» **Document**
━━━━━━━━

Lastly, ... provides the ability to pass additional arguments to httr::GET which is used to access the API endpoints. While any httr::GET arguments may be used, this will most likely be used to pass on configuration arguments such as httr::timeout() or httr::verbose() via a named argument, config to httr::GET. The httr::timeout() can be used to increase the timeout if downloads are timing out. For instance:

# Increase timeout:
get_elev_raster(lake, z = 5, config = timeout(5))

## class       : RasterLayer 
## dimensions  : 633, 666, 421578  (nrow, ncol, ncell)
## resolution  : 1580, 1780  (x, y)
## extent      : 1178792, 2231072, 230125, 1356865  (xmin, xmax, ymin, ymax)
## coord. ref. : +proj=aea +lat_1=20 +lat_2=60 +lat_0=40 +lon_0=-96 +x_0=0 +y_0=0 +datum=NAD83 +units=m +no_defs +ellps=GRS80 +towgs84=0,0,0 
## data source : in memory
## names       : file12e247c61c36 
## values      : -299.7913, 1540.508  (min, max)

Lastly, multiple configurations may be passed. Below is an example combining httr::timeout() with httr::verbose().

# Increase timeout:
get_elev_raster(lake, z = 5, config = c(verbose(), timeout(5)))

## class       : RasterLayer 
## dimensions  : 633, 666, 421578  (nrow, ncol, ncell)

━━━━━━━━

» **To do**
1 – List every field name shown in the first printed output of the excerpt on passing arguments to httr::GET.
2 – In the excerpt on passing arguments to httr::GET, write out the passage from "## coord. ref." up to and including "config = c(verbose(), timeout(5)))", substituting "pairing" for "combining".

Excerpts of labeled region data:
━━━━━━━━

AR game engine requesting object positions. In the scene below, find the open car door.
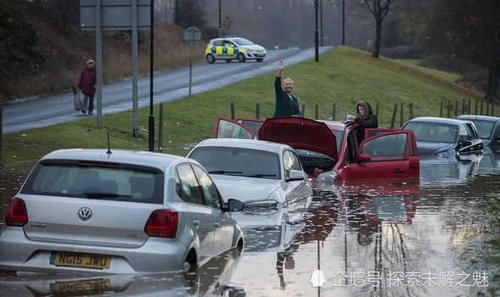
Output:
[342,129,420,181]
[212,117,257,139]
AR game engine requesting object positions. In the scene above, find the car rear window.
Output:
[404,122,458,143]
[189,147,281,179]
[474,120,495,139]
[21,160,164,203]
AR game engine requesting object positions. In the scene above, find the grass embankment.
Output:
[0,47,484,175]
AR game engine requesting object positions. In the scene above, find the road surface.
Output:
[3,47,331,134]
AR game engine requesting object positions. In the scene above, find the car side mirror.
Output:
[458,135,472,143]
[358,154,372,163]
[285,170,305,182]
[222,199,245,212]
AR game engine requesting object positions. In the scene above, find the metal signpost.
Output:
[184,27,201,96]
[80,0,151,132]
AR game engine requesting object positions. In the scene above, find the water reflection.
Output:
[420,158,481,186]
[0,252,242,297]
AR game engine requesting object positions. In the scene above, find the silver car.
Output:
[0,149,243,274]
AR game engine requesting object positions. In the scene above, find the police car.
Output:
[205,37,266,64]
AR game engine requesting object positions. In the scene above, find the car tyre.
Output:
[206,54,215,64]
[237,53,246,63]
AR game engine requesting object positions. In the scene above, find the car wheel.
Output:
[236,238,243,255]
[237,53,246,63]
[206,54,215,64]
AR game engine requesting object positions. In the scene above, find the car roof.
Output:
[458,114,500,122]
[317,120,345,131]
[406,117,467,125]
[196,138,293,153]
[42,148,187,170]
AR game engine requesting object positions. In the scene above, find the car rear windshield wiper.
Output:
[208,170,243,175]
[83,192,132,198]
[245,173,277,177]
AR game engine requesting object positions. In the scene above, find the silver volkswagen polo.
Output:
[0,149,243,274]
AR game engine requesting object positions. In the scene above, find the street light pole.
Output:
[314,0,319,62]
[319,0,323,46]
[219,0,222,37]
[148,0,155,152]
[342,0,345,45]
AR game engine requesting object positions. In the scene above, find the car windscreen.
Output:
[332,130,344,152]
[21,160,164,203]
[404,122,458,143]
[473,120,495,139]
[233,38,253,45]
[189,147,281,179]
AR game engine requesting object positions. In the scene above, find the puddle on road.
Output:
[0,161,500,297]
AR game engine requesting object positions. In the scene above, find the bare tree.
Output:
[356,0,394,58]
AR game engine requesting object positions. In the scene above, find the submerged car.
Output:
[187,138,312,209]
[402,117,483,160]
[458,115,500,153]
[209,117,419,183]
[205,37,266,64]
[0,149,243,274]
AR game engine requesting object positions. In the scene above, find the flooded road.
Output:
[0,160,500,297]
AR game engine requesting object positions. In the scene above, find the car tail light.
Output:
[0,270,17,276]
[5,197,28,227]
[144,209,179,238]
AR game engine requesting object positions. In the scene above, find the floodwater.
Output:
[0,154,500,297]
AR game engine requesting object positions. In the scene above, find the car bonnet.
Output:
[259,117,338,160]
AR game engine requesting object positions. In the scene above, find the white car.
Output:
[0,149,243,274]
[188,138,313,213]
[205,37,266,64]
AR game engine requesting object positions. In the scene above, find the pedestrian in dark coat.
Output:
[78,59,97,114]
[354,100,378,140]
[274,61,300,118]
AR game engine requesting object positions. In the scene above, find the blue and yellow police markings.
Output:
[207,46,244,56]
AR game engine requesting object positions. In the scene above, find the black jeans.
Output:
[89,95,94,113]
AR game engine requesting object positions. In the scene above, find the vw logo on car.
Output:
[78,207,92,222]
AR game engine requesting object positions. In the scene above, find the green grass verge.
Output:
[3,47,488,175]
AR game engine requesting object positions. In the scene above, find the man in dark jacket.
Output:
[354,100,378,141]
[274,61,300,118]
[78,59,97,114]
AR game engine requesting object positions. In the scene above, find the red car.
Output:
[212,117,419,182]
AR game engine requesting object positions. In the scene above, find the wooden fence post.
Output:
[399,103,404,127]
[157,103,163,152]
[408,102,415,120]
[0,103,3,164]
[391,103,398,129]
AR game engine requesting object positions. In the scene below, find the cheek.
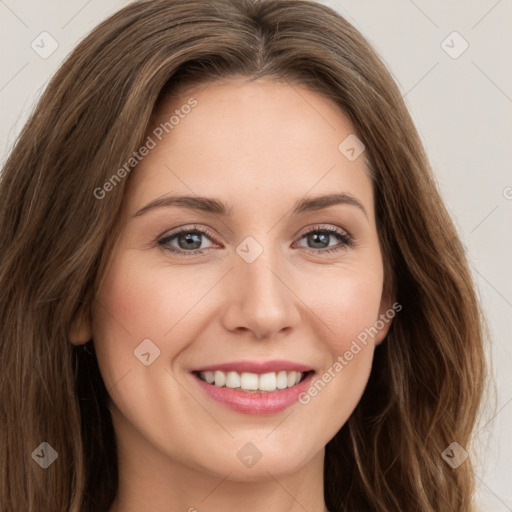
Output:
[93,253,185,389]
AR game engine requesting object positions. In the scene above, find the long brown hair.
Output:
[0,0,486,512]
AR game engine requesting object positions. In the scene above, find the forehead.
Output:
[122,79,373,220]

━━━━━━━━

» **Full answers**
1 – class, dimensions, resolution, extent, coord. ref., data source, names, values

2 –
## coord. ref. : +proj=aea +lat_1=20 +lat_2=60 +lat_0=40 +lon_0=-96 +x_0=0 +y_0=0 +datum=NAD83 +units=m +no_defs +ellps=GRS80 +towgs84=0,0,0 
## data source : in memory
## names       : file12e247c61c36 
## values      : -299.7913, 1540.508  (min, max)

Lastly, multiple configurations may be passed. Below is an example pairing httr::timeout() with httr::verbose().

# Increase timeout:
get_elev_raster(lake, z = 5, config = c(verbose(), timeout(5)))